§ **EXERCISE DESCRIPTION**
Reproduce the rows from the line with "Can you see the white yacht" to the line with "x=96, y=251", keeping the request unchanged and shifting every point coordinate by adding 78 to it.

§ **GIVEN DATA**
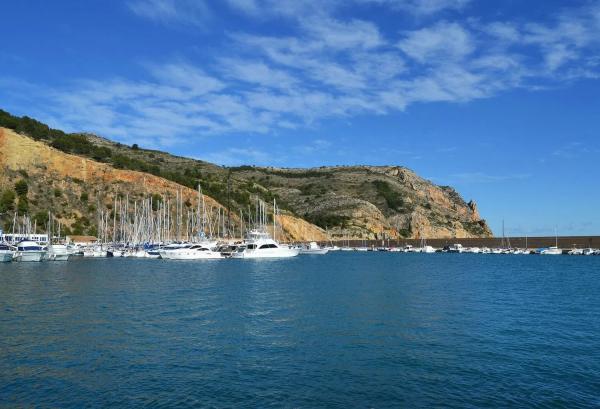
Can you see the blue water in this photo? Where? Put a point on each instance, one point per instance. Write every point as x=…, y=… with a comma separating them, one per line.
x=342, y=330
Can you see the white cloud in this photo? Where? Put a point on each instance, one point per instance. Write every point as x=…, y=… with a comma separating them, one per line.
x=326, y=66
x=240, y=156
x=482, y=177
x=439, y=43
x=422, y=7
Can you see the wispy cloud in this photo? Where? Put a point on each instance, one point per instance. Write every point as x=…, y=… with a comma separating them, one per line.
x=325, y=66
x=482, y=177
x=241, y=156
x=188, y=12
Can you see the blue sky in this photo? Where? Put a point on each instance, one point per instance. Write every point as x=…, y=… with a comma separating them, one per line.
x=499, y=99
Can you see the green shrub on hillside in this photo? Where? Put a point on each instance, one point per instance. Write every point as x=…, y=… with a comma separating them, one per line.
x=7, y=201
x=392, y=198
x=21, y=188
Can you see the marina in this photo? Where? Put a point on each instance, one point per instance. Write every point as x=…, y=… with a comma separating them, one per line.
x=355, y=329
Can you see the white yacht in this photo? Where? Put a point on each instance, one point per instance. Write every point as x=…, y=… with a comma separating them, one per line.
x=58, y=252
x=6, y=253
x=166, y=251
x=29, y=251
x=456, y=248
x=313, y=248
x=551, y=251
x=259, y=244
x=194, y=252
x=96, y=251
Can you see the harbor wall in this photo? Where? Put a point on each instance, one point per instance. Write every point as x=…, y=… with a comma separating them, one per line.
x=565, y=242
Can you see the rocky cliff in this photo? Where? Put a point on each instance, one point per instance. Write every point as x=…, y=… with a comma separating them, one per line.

§ **RESPONSE BELOW**
Can you see the white yacht in this photo? Where? Put a point on each instance, one point per instance. Write every point as x=…, y=… with a comma separating them, one per line.
x=136, y=330
x=84, y=331
x=244, y=329
x=107, y=329
x=534, y=326
x=391, y=326
x=629, y=329
x=337, y=322
x=272, y=330
x=174, y=329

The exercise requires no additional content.